[Entries from a pointing dataset]
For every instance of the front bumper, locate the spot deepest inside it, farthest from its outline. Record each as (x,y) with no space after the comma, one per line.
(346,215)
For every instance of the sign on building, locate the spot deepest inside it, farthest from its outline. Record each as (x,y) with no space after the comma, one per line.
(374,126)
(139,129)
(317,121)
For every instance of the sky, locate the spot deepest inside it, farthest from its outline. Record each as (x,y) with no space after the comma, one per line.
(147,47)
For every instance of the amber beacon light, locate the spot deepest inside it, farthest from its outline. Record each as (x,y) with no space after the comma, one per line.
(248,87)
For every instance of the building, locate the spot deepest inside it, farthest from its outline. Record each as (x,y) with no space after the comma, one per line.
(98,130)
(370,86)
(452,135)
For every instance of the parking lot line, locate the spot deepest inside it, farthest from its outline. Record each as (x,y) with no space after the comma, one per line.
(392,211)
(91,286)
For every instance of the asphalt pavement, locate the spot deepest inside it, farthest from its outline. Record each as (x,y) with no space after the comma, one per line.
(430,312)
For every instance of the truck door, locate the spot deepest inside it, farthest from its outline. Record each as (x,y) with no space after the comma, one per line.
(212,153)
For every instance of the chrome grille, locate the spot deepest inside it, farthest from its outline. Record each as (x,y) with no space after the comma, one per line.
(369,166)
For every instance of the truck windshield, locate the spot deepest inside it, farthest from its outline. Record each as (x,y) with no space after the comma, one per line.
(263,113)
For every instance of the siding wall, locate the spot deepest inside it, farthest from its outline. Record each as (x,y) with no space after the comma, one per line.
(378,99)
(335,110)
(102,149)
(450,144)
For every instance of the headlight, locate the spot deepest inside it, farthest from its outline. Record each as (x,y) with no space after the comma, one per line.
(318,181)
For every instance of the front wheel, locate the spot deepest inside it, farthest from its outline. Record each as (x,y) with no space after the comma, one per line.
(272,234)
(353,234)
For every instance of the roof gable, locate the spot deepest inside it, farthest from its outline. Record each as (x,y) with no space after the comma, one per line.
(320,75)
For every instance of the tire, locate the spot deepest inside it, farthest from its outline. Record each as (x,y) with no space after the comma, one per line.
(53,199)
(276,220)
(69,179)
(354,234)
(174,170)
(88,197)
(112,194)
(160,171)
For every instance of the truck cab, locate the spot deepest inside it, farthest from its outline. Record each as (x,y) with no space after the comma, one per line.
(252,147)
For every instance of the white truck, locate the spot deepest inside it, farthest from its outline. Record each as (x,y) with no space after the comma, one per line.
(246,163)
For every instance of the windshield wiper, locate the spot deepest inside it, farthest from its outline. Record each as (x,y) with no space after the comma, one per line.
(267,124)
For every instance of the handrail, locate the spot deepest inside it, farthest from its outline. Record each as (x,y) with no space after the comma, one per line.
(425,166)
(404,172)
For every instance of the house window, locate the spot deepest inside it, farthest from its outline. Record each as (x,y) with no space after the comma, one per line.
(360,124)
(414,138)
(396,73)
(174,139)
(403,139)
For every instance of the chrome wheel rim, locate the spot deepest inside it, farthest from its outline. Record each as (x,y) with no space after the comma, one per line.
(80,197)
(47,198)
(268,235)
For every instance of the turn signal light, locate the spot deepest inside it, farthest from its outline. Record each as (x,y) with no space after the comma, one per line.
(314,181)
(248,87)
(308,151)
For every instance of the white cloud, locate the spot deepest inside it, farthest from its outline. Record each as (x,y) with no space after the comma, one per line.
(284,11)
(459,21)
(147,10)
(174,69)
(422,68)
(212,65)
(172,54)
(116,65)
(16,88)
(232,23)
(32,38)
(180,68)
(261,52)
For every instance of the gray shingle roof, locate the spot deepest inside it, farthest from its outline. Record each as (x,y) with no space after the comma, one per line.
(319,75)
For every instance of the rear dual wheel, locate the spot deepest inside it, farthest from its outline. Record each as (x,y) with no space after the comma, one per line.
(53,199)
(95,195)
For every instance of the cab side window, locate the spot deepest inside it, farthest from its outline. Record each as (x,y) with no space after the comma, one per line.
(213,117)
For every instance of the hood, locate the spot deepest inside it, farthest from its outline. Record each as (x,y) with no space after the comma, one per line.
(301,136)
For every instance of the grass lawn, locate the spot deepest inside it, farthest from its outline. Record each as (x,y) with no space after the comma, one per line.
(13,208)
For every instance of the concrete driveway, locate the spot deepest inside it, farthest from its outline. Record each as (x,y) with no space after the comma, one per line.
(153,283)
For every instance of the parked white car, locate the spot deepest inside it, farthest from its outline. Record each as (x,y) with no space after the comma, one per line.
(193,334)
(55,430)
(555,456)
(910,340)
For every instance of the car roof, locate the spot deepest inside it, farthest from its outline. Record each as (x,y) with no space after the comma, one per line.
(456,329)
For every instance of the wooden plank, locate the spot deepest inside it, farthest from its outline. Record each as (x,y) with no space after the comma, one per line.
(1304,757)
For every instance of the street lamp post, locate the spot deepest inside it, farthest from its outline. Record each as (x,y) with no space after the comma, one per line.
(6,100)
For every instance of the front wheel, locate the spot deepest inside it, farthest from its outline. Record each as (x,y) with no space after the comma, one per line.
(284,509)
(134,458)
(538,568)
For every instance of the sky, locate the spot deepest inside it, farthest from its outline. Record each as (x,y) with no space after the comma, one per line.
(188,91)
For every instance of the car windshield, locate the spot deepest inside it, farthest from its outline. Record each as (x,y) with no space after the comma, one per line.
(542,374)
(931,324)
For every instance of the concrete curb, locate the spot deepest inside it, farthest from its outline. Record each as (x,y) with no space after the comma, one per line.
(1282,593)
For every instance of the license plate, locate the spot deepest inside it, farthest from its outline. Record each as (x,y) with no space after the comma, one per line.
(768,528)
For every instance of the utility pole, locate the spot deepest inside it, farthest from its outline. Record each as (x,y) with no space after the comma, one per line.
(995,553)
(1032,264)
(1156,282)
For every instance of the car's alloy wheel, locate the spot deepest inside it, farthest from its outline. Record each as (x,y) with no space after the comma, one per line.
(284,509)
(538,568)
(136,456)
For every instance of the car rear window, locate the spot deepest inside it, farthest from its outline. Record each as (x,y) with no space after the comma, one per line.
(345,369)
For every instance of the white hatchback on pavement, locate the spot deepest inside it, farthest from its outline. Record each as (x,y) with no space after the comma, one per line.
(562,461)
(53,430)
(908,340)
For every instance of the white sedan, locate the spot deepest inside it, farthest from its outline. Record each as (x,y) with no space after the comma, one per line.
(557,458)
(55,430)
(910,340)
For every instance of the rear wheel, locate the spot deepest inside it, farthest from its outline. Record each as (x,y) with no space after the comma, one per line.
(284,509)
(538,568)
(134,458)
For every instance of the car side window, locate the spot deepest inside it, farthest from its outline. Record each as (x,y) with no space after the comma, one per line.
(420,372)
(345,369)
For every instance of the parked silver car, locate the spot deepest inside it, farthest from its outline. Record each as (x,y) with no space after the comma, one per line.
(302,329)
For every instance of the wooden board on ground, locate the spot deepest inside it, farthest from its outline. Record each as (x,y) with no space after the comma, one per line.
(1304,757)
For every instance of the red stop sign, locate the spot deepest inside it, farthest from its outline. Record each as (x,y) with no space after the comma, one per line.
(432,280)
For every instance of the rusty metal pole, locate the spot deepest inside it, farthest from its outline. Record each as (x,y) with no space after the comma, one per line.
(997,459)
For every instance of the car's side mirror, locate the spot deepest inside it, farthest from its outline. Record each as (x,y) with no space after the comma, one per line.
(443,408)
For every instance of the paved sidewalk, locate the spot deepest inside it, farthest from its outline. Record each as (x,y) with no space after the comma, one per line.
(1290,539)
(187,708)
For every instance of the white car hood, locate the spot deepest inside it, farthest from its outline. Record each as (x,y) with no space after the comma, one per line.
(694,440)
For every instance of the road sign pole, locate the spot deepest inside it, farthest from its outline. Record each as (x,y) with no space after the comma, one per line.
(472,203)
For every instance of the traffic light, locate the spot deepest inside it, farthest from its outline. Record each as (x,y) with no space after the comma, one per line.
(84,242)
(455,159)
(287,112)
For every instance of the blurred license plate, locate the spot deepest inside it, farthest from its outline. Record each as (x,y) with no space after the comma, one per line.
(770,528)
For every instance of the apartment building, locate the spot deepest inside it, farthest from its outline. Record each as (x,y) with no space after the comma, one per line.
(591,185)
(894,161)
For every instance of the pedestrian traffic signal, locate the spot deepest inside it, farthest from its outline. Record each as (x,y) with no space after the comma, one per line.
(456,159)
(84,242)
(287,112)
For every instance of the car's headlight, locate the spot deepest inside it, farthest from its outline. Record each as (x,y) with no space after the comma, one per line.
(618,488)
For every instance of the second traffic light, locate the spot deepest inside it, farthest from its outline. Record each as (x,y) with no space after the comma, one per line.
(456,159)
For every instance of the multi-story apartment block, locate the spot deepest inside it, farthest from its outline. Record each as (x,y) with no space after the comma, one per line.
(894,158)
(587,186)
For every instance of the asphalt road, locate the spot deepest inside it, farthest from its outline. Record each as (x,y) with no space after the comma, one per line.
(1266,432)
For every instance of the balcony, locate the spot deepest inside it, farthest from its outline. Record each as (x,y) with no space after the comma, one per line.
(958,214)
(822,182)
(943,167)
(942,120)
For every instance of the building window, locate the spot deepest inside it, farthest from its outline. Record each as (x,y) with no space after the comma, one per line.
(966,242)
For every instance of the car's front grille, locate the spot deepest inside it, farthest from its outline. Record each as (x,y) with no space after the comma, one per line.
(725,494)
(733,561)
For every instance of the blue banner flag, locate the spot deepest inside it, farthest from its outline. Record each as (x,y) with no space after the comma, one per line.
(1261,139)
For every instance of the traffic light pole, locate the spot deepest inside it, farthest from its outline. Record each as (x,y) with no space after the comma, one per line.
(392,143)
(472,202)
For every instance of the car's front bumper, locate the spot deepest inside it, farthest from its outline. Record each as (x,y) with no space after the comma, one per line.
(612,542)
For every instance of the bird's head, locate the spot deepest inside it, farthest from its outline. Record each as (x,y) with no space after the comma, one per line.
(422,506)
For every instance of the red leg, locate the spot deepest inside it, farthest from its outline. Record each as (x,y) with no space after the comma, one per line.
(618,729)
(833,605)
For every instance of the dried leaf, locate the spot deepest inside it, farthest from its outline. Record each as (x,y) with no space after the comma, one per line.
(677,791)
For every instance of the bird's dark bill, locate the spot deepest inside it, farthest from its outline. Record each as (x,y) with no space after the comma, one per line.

REQUIREMENTS: Your output consists solely of the lines from the one with "For every instance of the bird's head, locate" through the last line, copied exactly.

RESULT OF THIS EXERCISE:
For every instance of the bird's head, locate the spot deepest inside it, farthest from its outline. Record each as (x,y) with no space after the comma, one per line.
(422,506)
For every instance of the red leg, locate the spot deepest inside it, farthest from its outline. Record each as (x,y) with no space after the comma, one per line.
(618,729)
(833,605)
For every instance of the dried leaf, locate the spot deepest inside it, farthest from its outline. Record each as (x,y) with no space after the comma, one per line.
(677,791)
For every instance of the bird's dark bill, locate the spot deepest inside it, farthest from its outline. Record each as (x,y) with no space after the comma, one per line.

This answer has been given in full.